Records from a dataset:

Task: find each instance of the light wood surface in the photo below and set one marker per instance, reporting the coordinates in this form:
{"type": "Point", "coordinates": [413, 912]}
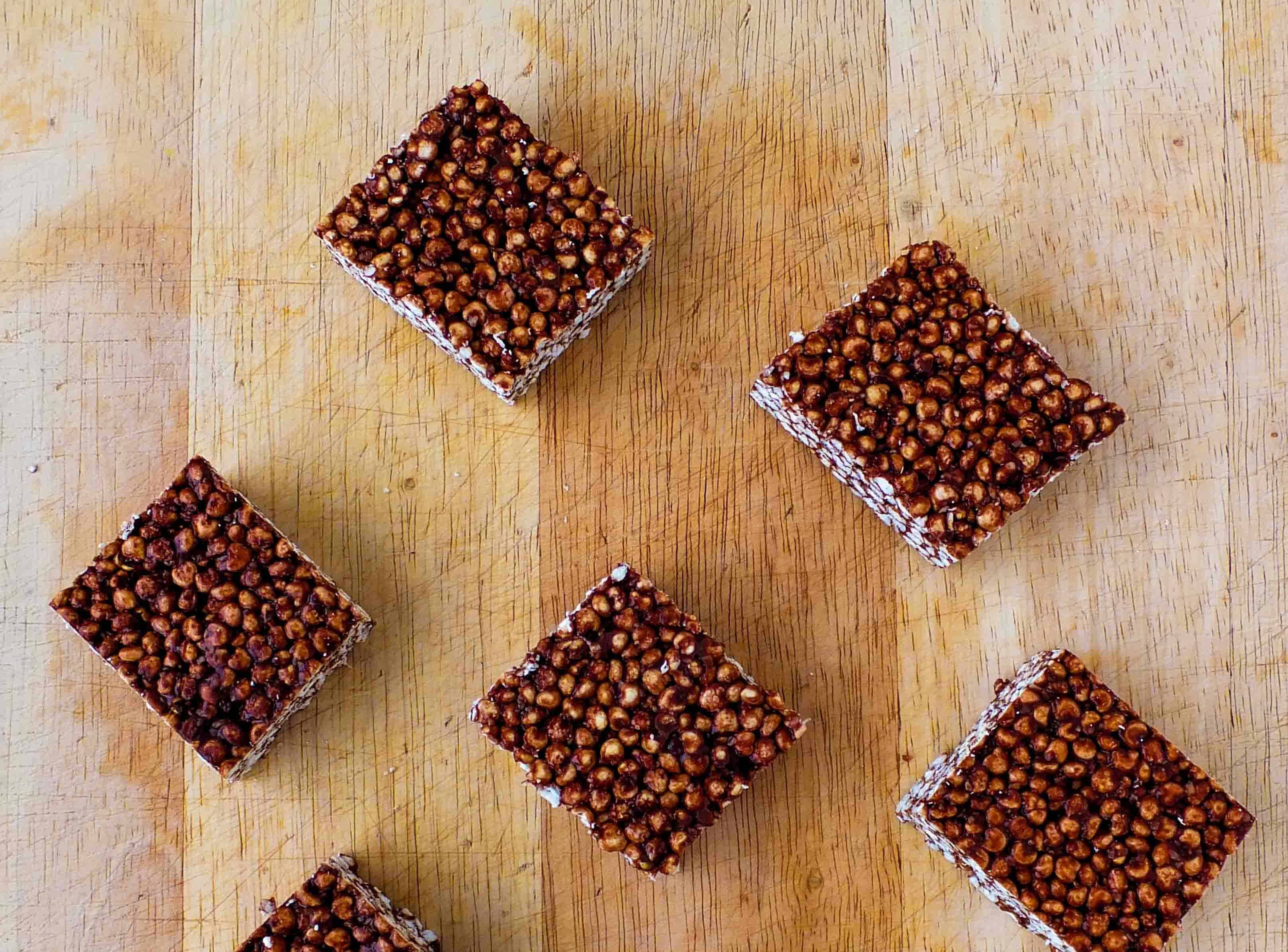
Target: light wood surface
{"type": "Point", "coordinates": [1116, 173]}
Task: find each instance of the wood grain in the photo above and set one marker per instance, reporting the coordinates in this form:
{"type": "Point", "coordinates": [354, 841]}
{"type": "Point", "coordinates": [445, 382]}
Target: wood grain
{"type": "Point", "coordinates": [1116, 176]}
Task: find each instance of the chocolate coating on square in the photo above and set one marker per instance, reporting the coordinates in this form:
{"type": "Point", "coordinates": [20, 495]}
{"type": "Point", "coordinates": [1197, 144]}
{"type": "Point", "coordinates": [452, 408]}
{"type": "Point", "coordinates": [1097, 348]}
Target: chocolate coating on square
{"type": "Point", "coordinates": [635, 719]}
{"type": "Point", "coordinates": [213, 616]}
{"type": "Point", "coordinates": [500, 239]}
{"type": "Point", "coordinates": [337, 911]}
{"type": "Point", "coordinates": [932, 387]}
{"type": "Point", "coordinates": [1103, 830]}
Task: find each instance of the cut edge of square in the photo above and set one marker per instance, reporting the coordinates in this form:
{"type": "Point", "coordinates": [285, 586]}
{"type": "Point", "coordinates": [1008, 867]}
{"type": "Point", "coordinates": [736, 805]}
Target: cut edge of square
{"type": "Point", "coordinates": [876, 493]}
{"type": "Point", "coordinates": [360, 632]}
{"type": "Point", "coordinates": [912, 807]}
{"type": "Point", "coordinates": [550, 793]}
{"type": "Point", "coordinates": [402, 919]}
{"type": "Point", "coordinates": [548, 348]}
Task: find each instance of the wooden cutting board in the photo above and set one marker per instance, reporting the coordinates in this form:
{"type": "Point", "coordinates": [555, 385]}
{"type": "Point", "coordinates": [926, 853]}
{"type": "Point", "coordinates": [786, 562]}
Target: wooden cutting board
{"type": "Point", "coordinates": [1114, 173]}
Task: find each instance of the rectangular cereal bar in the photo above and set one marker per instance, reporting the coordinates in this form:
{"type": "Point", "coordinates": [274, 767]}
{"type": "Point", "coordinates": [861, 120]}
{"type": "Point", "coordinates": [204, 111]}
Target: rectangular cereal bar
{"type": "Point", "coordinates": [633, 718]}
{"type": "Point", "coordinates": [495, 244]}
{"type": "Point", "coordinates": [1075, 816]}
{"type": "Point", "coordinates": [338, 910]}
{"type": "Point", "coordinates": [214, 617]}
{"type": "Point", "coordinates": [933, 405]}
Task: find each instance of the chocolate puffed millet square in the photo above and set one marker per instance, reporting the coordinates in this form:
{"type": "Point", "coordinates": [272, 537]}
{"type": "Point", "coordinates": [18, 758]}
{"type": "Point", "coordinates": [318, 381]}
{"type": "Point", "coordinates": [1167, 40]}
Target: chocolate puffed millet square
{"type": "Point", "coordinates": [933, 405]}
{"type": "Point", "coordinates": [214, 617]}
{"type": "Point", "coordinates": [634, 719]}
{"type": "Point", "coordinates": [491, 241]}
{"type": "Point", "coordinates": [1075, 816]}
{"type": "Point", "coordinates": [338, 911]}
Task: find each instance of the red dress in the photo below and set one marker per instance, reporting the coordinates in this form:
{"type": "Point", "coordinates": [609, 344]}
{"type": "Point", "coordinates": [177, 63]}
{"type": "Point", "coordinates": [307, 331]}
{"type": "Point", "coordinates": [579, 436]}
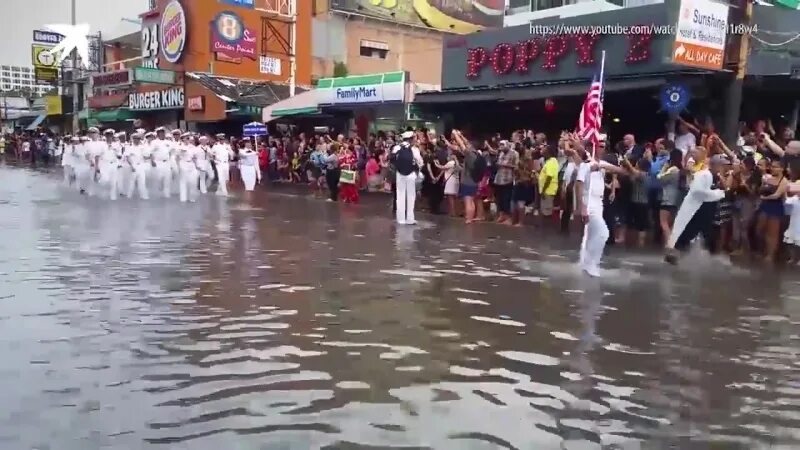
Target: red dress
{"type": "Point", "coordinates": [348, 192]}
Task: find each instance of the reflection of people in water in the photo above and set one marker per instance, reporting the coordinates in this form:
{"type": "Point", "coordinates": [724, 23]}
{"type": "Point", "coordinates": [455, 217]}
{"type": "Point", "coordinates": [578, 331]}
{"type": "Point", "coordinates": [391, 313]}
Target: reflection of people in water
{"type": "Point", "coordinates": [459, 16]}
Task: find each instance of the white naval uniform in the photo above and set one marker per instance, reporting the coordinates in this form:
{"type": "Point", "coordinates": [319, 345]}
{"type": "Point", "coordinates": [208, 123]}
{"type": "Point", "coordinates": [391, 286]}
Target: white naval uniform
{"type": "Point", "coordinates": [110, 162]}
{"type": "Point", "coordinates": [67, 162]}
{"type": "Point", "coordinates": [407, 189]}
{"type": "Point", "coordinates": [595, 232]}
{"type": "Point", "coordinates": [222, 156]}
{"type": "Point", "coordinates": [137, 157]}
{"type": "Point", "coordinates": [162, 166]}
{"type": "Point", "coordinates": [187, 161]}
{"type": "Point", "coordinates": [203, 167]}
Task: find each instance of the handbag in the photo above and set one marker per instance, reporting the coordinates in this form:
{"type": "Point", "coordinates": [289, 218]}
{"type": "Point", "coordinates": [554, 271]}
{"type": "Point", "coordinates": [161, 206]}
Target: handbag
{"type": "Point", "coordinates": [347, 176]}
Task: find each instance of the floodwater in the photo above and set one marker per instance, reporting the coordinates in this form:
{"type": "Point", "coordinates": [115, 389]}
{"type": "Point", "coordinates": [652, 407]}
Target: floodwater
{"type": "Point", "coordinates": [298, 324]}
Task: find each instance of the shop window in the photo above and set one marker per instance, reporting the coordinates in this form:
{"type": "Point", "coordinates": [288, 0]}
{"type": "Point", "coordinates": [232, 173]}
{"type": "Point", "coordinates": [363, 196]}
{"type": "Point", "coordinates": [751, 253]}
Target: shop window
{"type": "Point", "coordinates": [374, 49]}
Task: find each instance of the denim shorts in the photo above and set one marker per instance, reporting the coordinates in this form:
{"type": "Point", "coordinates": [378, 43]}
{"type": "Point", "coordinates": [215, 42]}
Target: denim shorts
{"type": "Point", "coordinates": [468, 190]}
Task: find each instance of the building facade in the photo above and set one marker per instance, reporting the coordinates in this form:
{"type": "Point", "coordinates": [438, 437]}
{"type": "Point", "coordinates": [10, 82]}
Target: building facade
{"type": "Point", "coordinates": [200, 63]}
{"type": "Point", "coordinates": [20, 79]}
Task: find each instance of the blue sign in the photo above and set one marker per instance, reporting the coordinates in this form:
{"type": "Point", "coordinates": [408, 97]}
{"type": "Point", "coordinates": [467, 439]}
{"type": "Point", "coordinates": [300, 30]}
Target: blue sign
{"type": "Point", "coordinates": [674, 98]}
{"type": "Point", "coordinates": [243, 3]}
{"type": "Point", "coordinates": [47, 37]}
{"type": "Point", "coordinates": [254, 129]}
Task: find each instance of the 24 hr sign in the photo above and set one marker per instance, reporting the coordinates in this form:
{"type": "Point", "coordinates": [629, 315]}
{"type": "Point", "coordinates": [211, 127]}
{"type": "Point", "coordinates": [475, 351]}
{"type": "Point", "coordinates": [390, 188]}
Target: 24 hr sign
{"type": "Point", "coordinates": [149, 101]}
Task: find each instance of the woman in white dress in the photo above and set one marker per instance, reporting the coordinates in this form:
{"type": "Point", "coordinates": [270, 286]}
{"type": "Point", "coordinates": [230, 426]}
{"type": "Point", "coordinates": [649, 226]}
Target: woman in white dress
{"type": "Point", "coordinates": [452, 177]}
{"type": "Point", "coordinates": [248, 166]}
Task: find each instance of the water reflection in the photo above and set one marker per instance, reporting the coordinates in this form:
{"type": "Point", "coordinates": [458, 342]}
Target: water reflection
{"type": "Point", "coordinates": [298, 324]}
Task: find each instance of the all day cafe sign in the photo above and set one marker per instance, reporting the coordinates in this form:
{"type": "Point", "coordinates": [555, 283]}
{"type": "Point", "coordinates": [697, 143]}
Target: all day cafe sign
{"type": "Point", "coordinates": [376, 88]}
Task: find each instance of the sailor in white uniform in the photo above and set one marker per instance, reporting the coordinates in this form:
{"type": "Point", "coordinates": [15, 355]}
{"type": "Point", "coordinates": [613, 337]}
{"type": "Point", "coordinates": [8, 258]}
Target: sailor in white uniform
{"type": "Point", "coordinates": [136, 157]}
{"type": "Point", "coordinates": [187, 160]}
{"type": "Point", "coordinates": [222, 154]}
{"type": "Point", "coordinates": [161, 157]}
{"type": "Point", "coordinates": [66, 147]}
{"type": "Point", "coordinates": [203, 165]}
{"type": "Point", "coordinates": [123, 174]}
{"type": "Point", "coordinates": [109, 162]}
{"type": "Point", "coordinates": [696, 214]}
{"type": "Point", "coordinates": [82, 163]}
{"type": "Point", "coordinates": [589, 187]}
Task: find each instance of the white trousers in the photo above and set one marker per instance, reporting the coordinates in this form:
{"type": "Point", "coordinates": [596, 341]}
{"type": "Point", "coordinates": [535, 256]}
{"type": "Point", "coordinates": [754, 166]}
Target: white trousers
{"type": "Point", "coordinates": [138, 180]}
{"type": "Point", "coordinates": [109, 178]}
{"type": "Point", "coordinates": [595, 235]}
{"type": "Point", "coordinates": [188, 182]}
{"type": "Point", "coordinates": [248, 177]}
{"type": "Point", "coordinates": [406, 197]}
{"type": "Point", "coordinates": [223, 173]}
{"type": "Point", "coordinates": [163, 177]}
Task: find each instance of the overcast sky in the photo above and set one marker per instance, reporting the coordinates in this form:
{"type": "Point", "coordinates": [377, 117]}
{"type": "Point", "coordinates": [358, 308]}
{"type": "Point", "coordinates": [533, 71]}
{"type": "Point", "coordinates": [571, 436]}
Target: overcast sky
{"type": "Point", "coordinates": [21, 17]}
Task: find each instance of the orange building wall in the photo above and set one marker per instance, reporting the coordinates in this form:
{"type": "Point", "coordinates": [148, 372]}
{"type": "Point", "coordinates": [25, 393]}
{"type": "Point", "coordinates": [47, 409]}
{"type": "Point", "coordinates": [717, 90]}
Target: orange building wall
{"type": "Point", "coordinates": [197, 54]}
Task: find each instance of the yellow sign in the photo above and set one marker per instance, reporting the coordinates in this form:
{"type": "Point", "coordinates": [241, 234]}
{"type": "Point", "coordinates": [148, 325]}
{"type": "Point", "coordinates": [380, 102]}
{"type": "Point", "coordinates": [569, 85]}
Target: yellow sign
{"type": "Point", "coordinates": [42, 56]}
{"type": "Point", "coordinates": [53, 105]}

▸ **Direction**
With both ends included, please retype exactly the lines from the line containing "Task: find each instance of the white trousers" to the final line of the data.

▸ **Complete output**
Task: find each instance of the white trousers in the photo above and set one marker per instance, reporting the coordinates in this form:
{"type": "Point", "coordinates": [596, 341]}
{"type": "Point", "coordinates": [535, 256]}
{"type": "Point", "coordinates": [754, 166]}
Target: white trousers
{"type": "Point", "coordinates": [138, 180]}
{"type": "Point", "coordinates": [109, 178]}
{"type": "Point", "coordinates": [595, 235]}
{"type": "Point", "coordinates": [188, 182]}
{"type": "Point", "coordinates": [248, 177]}
{"type": "Point", "coordinates": [406, 197]}
{"type": "Point", "coordinates": [223, 173]}
{"type": "Point", "coordinates": [163, 177]}
Task: find each instance of the overcast sky in the photo above and set one marker per instance, reporting the coordinates in this form:
{"type": "Point", "coordinates": [377, 117]}
{"type": "Point", "coordinates": [358, 308]}
{"type": "Point", "coordinates": [533, 71]}
{"type": "Point", "coordinates": [571, 436]}
Target: overcast sky
{"type": "Point", "coordinates": [21, 17]}
Task: find each instance of the orange building wall in the photo above and set one marker per instance, reporting the coordinates in this form:
{"type": "Point", "coordinates": [148, 372]}
{"type": "Point", "coordinates": [25, 393]}
{"type": "Point", "coordinates": [47, 409]}
{"type": "Point", "coordinates": [717, 90]}
Target: orange building wall
{"type": "Point", "coordinates": [197, 54]}
Task: find each instance of the yellow sign in the photo above and set one marker per instance, reporting the coordinates in this form:
{"type": "Point", "coordinates": [241, 234]}
{"type": "Point", "coordinates": [148, 325]}
{"type": "Point", "coordinates": [380, 102]}
{"type": "Point", "coordinates": [569, 85]}
Target: yellow sign
{"type": "Point", "coordinates": [42, 56]}
{"type": "Point", "coordinates": [53, 105]}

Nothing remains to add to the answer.